*Input for this task:*
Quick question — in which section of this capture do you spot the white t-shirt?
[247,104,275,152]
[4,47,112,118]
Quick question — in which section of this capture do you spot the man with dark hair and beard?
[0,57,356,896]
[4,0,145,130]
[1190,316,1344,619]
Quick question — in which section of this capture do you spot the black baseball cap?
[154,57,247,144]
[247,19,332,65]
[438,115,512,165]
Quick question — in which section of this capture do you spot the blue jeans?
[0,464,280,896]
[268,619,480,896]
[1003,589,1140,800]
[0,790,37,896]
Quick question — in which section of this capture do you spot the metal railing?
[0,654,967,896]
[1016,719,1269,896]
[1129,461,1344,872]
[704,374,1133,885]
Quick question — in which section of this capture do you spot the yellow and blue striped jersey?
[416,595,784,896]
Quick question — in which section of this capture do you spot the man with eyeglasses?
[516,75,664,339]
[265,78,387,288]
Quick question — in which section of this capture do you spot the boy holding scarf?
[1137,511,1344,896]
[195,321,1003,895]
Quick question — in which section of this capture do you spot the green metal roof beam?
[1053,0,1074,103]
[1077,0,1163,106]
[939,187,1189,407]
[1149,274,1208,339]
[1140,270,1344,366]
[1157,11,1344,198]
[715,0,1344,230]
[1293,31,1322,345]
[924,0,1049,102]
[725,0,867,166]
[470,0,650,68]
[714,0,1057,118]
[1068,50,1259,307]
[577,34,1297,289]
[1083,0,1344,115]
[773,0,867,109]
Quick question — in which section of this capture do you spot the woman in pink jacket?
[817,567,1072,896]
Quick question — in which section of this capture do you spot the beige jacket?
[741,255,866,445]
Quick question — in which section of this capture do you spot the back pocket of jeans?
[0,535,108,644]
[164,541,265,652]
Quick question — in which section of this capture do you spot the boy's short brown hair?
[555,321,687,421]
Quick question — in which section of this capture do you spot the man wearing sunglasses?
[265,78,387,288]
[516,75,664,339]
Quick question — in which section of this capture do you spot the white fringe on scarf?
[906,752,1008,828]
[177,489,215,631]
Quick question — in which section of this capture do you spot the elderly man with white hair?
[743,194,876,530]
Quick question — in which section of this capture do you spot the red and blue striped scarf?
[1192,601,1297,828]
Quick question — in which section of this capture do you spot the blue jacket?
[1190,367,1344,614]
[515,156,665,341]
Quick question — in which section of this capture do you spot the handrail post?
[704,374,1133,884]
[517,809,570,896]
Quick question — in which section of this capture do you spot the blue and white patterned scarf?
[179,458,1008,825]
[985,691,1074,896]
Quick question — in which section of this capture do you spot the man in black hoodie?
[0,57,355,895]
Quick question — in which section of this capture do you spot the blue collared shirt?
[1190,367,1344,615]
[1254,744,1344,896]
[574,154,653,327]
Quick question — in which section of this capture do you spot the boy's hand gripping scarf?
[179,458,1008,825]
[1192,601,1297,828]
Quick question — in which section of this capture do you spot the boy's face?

*Your goal:*
Return every line of the items above that contains the string "shirt". Case counts.

*Response:*
Quick question — in which section of this capture do you spot the white t-shirt?
Quick question — in which section of this capture do you spot the blue collared shirt?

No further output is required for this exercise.